> Task A: In the inclusion plan text, condense the paragraph beginning "We need to ensure that our culture of inclusion" into a short bulleted list that keeps its main facts.
> Task B: Reproduce verbatim everything in the inclusion plan text from "We need to ensure" down to "across the globe.".

> Provided text:
Below are key details on how we will accomplish this.

Our Culture

We need to ensure that our culture of inclusion is a top priority for everyone. It starts with our values of respect, integrity, and accountability. Each of us must be able to thrive in diverse teams. Every manager must be able to attract, retain, and grow employees of all backgrounds. This is certainly true at Microsoft, and also more broadly. It is the new baseline for manager excellence across industries across the globe.

We will meet this new goal in three key ways:

  1. We will accelerate our cultural transformation through further investment in inclusion. Managers who have a deep understanding and commitment to building inclusive culture are key to our company’s success. Starting in FY21, our training on allyship, covering, and privilege in the workplace will be required for all employees, with additional new content on understanding the experience of the Black and African American community. Because leadership sets the tone, we will have required live sessions for CVPs and EVPs to ensure they better understand the lived experience of these specific communities.
  1. We will strengthen our intentional career planning and talent development efforts. This will apply across our workforce, beginning with Black and African American employees. These programs will expand to include other employee groups as we learn and grow. We will expand on our leadership development programs for select Black and African American midlevel employees and their managers, to help prepare for promotion to Director/Principal. For Director/Principal level, we will create a new development opportunity to expose them to the leadership expectations of the Partner/GM level and match them with senior-level sponsors and mentors. For Partner/GMs, we are continuing to invest in the dedicated leadership development programs.
  1. We will further strengthen company accountability for progress on representation. We will deepen our practice of evaluating each CVP/GM’s progress on diversity and inclusion when determining their impact and rewards, as well as promotion considerations. We will provide CVPs with dedicated D&I coaches to confront and resolve systemic obstacles within their organizations. We will expand our global, quarterly promotion process to ensure we build diverse leadership teams at all levels. This will include direct engagement with business leaders on review of all candidates for people management, Director/Principal level, and Partner/GM level.

Our Ecosystem

A vast business ecosystem surrounds Microsoft from our supply chain to our partner community. We recognize that a stronger and more productive ecosystem requires better representation of the diversity in our communities. We will evolve our engagement with our supply chain, banking partners, and the broad Microsoft partner ecosystem in this effort.

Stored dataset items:
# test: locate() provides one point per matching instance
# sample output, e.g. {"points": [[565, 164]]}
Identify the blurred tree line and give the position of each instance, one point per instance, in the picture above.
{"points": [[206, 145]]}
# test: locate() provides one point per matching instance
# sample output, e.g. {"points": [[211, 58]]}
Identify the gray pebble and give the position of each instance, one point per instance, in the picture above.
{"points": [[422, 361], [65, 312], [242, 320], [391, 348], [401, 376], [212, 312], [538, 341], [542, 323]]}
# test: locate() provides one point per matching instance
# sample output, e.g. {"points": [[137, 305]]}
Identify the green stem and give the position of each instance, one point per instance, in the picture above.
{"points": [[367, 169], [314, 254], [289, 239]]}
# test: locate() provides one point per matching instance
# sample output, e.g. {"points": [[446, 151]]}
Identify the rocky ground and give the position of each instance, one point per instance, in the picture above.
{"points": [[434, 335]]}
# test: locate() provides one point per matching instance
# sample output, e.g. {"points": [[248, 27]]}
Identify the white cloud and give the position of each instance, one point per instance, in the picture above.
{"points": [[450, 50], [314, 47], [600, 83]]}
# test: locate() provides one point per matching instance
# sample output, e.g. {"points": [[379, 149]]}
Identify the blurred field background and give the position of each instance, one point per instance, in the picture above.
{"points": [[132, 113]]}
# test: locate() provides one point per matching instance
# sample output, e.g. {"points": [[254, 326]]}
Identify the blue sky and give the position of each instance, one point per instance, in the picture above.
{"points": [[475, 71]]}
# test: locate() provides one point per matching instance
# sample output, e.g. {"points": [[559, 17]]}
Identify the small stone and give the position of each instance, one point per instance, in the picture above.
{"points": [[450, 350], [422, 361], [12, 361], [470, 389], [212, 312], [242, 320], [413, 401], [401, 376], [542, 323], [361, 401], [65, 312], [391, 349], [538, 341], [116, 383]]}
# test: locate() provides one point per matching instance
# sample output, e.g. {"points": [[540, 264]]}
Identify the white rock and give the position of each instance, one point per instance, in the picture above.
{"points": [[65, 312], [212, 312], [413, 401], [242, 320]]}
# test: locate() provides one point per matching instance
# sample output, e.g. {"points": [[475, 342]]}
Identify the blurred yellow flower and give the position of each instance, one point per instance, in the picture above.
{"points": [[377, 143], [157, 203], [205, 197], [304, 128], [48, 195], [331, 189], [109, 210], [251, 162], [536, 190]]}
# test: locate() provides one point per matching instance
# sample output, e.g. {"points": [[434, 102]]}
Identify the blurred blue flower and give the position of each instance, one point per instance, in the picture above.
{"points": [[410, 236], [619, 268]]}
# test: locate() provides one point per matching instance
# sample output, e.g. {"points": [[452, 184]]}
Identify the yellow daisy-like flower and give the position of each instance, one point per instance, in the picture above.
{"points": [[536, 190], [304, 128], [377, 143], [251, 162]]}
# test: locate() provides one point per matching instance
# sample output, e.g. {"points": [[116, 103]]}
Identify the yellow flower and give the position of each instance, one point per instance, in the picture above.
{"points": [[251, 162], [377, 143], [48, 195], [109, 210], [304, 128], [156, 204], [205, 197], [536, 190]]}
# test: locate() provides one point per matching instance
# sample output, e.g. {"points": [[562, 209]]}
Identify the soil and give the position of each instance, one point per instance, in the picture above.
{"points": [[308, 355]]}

> Written answer A:
- A culture of inclusion must be a top priority for everyone.
- It rests on the values of respect, integrity, and accountability.
- Everyone must be able to thrive in diverse teams.
- Every manager must be able to attract, retain, and grow employees of all backgrounds.
- This applies at Microsoft and more broadly, and is the new baseline for manager excellence across industries worldwide.

> Written answer B:
We need to ensure that our culture of inclusion is a top priority for everyone. It starts with our values of respect, integrity, and accountability. Each of us must be able to thrive in diverse teams. Every manager must be able to attract, retain, and grow employees of all backgrounds. This is certainly true at Microsoft, and also more broadly. It is the new baseline for manager excellence across industries across the globe.